▶ WHAT YOU ARE ASKED TO DO
Report each line in the items below that contains the string "brick", copying every such line in full.

--- START EXERCISE INPUT ---

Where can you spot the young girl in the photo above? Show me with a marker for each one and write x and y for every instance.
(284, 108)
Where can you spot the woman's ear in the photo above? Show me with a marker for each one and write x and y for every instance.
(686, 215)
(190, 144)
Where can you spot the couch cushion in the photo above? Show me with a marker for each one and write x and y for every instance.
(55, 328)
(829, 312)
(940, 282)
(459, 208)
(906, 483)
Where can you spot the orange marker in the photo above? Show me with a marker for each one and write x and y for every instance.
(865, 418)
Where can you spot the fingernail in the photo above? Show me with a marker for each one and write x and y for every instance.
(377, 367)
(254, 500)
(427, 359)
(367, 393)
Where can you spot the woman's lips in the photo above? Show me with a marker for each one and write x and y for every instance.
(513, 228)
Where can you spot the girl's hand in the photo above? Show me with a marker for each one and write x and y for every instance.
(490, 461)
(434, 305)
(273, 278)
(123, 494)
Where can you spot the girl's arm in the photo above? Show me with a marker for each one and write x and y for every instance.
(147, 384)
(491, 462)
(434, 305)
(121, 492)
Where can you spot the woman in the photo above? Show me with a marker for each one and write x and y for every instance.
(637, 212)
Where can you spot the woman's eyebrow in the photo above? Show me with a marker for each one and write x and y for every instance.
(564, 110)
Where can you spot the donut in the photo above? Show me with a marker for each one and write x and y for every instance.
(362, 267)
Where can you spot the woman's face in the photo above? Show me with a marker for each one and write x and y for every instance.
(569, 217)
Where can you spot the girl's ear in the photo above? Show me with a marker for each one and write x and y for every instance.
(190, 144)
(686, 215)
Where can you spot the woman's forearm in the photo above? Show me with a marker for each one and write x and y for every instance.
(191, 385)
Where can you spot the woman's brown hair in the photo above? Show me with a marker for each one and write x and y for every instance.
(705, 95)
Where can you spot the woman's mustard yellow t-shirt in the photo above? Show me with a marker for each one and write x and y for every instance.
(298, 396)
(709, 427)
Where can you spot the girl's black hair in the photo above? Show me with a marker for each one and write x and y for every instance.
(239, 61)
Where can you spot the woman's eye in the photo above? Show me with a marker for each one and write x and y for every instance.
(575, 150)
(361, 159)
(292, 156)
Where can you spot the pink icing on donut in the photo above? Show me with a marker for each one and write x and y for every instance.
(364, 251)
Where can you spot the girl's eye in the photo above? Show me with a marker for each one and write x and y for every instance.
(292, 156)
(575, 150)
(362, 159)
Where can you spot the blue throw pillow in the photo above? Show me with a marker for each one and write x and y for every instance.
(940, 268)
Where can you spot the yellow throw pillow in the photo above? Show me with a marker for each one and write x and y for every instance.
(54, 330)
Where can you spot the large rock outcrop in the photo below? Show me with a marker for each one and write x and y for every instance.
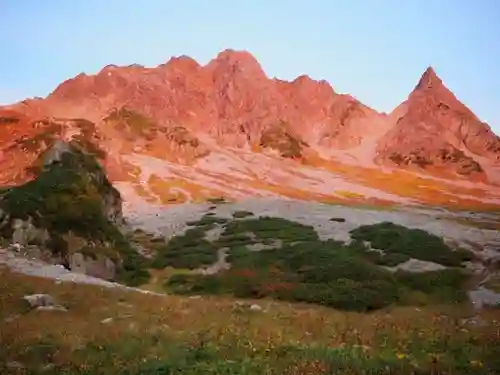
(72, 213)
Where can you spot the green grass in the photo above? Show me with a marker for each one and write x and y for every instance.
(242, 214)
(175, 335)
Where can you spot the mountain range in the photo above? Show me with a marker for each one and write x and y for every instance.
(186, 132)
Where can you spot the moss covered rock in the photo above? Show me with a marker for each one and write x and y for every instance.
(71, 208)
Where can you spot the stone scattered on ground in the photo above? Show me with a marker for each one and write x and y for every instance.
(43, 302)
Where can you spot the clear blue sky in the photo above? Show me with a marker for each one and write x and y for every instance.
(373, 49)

--- END EXERCISE INPUT ---
--- START EXERCISE INPUT ---

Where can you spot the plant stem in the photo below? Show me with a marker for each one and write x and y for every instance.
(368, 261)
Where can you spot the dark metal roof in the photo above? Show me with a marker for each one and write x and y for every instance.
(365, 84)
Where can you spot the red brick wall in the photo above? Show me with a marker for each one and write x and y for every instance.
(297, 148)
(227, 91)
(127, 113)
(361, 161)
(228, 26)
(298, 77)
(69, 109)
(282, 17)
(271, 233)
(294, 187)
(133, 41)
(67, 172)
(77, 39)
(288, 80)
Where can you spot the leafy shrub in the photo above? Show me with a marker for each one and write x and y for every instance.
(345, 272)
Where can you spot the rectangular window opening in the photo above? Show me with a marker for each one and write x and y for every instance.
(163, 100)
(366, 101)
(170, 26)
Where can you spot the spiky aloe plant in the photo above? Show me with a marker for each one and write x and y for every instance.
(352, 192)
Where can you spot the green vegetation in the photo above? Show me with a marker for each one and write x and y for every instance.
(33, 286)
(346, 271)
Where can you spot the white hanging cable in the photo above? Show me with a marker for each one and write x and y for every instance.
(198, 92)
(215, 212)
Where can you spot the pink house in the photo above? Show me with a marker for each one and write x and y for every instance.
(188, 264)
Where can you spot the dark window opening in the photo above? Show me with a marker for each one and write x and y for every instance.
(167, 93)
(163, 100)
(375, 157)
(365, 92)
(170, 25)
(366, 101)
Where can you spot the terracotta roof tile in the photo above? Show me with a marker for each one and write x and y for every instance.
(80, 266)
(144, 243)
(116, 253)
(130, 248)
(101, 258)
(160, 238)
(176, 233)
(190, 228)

--- END EXERCISE INPUT ---
--- START EXERCISE INPUT ---

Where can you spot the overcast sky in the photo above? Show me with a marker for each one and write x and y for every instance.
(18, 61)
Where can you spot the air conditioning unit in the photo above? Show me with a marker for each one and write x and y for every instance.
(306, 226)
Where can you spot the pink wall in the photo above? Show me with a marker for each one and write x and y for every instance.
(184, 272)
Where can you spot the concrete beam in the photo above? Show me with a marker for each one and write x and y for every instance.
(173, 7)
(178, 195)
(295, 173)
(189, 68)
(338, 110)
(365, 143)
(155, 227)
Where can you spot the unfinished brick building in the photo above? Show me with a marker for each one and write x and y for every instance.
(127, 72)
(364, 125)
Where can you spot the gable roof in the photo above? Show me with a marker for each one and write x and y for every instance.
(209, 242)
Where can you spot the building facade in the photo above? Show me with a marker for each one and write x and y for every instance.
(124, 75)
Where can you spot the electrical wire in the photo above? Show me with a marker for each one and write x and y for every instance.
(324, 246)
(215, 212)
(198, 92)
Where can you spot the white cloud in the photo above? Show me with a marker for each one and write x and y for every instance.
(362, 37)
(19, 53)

--- END EXERCISE INPUT ---

▶ EXERCISE ANSWER
Where can you spot the red brick wall in the photo above? Show me with a marker for each one and write x and y for every instance.
Where can you spot the unfinished brick building in the photo above? Show me with a marker for each one and write x and y for every instance.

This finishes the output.